# [EXCERPT TO READ]

════════════════════

FIG. 4 is a time chart illustrating energization patterns in a heater of Embodiment 2 of the present invention.
FIG. 5 is a chart illustrating temperature control in a heater of Embodiment 3 of the present invention.
FIG. 6 is a chart illustrating temperature control in a heater of Embodiment 4 of the present invention..
FIG. 7 is a cross-sectional view illustrating a structure of a hair dryer as a hair care device according to Embodiment 7 of the present invention.
FIG. 8A is a side view illustrating a structure of a hair iron as the hair care device according to Embodiment 7 of the present invention.
FIG. 8B is a cross-sectional view illustrating the structure of the hair iron as the hair care device according to Embodiment 7 of the present invention.
FIG. 9 is a cross-sectional view illustrating a structure of a hair brush as the hair care device according to Embodiment 7 of the present invention.

Description of Embodiment

Hereinafter, embodiments for carrying out the invention are described using the drawings.

(Embodiment 1)

════════════════════

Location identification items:
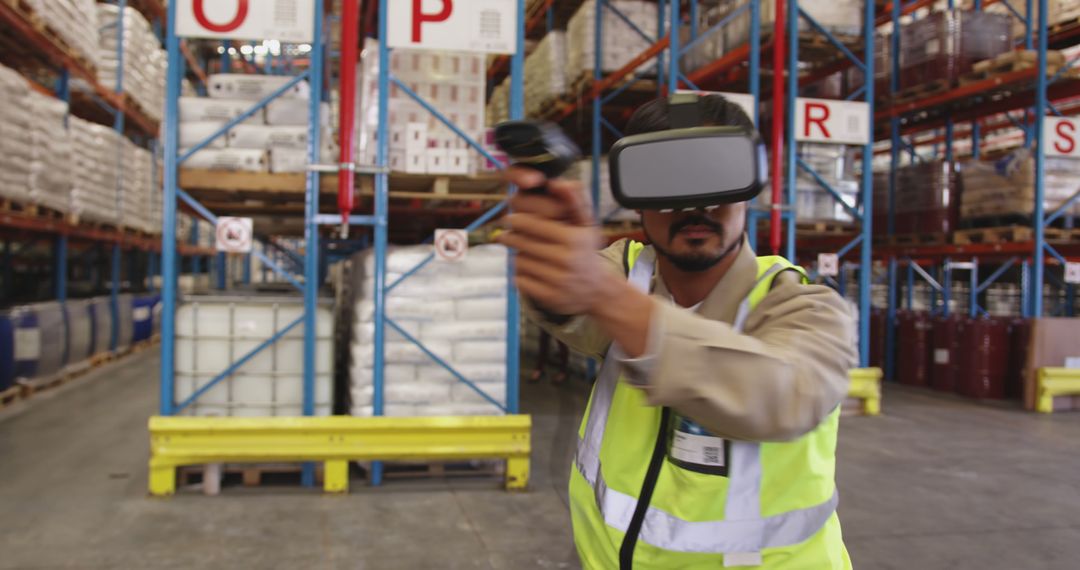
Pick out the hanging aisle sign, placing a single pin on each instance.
(1062, 135)
(288, 21)
(485, 26)
(839, 122)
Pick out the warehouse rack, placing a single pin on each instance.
(28, 41)
(230, 438)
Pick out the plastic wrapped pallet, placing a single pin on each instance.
(16, 151)
(458, 311)
(50, 181)
(214, 331)
(545, 73)
(239, 160)
(197, 109)
(927, 199)
(254, 87)
(451, 82)
(835, 165)
(75, 22)
(1006, 188)
(144, 60)
(944, 45)
(621, 42)
(841, 17)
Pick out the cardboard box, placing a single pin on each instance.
(1053, 340)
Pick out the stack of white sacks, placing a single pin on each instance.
(134, 202)
(145, 60)
(458, 311)
(621, 42)
(15, 149)
(545, 73)
(50, 182)
(73, 21)
(94, 167)
(273, 139)
(451, 82)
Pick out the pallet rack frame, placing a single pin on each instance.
(115, 100)
(502, 436)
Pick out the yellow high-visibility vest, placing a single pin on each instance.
(634, 506)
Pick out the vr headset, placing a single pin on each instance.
(685, 167)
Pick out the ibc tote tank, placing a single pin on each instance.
(40, 339)
(913, 348)
(80, 330)
(7, 352)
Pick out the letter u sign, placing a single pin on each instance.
(204, 21)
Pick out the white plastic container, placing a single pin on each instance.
(213, 333)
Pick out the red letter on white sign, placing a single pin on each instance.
(1065, 130)
(820, 120)
(220, 28)
(419, 17)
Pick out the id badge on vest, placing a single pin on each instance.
(692, 448)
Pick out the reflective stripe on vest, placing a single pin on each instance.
(743, 530)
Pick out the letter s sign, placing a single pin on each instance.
(1061, 135)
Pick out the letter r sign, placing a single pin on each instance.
(485, 26)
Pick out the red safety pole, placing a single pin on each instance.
(350, 51)
(779, 55)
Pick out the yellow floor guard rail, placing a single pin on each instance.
(1056, 381)
(335, 440)
(866, 385)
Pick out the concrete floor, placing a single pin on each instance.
(935, 483)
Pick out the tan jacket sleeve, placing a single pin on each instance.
(775, 382)
(579, 333)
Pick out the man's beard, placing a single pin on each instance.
(697, 261)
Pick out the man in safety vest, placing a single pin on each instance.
(710, 436)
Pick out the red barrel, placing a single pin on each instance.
(879, 320)
(913, 348)
(985, 347)
(1020, 337)
(945, 352)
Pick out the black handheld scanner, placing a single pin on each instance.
(537, 145)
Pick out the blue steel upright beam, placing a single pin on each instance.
(1040, 162)
(311, 248)
(513, 313)
(381, 211)
(753, 215)
(791, 96)
(866, 229)
(173, 78)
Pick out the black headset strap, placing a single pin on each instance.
(684, 109)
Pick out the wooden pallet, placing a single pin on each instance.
(440, 470)
(916, 239)
(246, 474)
(10, 396)
(925, 90)
(824, 228)
(1013, 62)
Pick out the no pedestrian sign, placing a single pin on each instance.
(233, 235)
(451, 245)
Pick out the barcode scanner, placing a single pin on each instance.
(537, 145)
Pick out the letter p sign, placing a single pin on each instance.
(419, 16)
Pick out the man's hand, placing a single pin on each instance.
(556, 243)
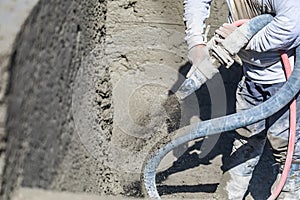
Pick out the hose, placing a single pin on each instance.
(218, 125)
(292, 136)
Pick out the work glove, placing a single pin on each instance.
(195, 55)
(224, 31)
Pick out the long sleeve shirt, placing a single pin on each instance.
(261, 58)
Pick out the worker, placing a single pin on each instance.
(263, 75)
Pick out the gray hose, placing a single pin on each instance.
(218, 125)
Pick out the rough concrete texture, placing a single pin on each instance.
(88, 81)
(12, 16)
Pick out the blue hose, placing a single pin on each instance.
(218, 125)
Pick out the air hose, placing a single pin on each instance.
(222, 124)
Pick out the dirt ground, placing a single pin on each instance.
(87, 86)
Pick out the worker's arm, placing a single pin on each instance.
(283, 32)
(195, 14)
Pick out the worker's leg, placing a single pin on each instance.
(278, 136)
(247, 147)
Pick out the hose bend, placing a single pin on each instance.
(217, 125)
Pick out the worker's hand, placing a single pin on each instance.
(223, 32)
(196, 55)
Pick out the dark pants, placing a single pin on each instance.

════════════════════

# [WHAT YOU WILL DO]
(1) Give the rows from the line containing "Pick out the worker's leg, placing" through the last row as a numbered list, skipping blank lines.
(2) Carry the excerpt on heaters and hair care devices forward from the point where it stops.
The rows are unrelated to the excerpt about heaters and hair care devices.

# [TASK ANSWERS]
(1)
1. Pick out the worker's leg, placing a single pin on each instance.
2. (278, 136)
3. (247, 147)
4. Pick out the hose bend, placing a single pin on each instance.
5. (217, 125)
6. Pick out the worker's hand, placing a single pin on each instance.
7. (223, 32)
8. (196, 55)
9. Pick out the dark pants, placing a single pin on each instance.

(2)
FIG. 1 is a block diagram illustrating a configuration of a heater according to Embodiment 1 of the present invention. The heater of Embodiment 1 includes a power supply section 1, a body switch section 2, a controller 3, a heating section 4, a temperature detecting section 5, and a power control switch section 6.
The power supply section 1 includes a direct-current (DC) power source with a predetermined power output or receives electric power supply from an alternate-current (AC) power source to supply electric power to the entire heater. The body switch section 2 is connected to between the power supply section 1 and controller 3 and turns a switch on/off to control switching of power supply from the power supply section 1 to the controller 3. The controller 3 receives power supply from the power supply section 1 through the body switch section 2. The controller 3 controls switching (on/off) of the power control switch section 6 based on temperature of the heating section 4 to control driving current supplied to the heating section 4. The heating section 4 is supplied with the driving current from the power supply section 1 through the power control switch section 6 under the control of the controller 3 and generates heat to be heated so as to reach a previously set temperature. The temperature detecting section 5 detects the temperature of the heating section 4 and gives the detected temperature to the controller 3. The power control switch section 6 is directly connected to the power supply section 1 and controls the switching of power supply to the heating section 4 under the control of the controller 3.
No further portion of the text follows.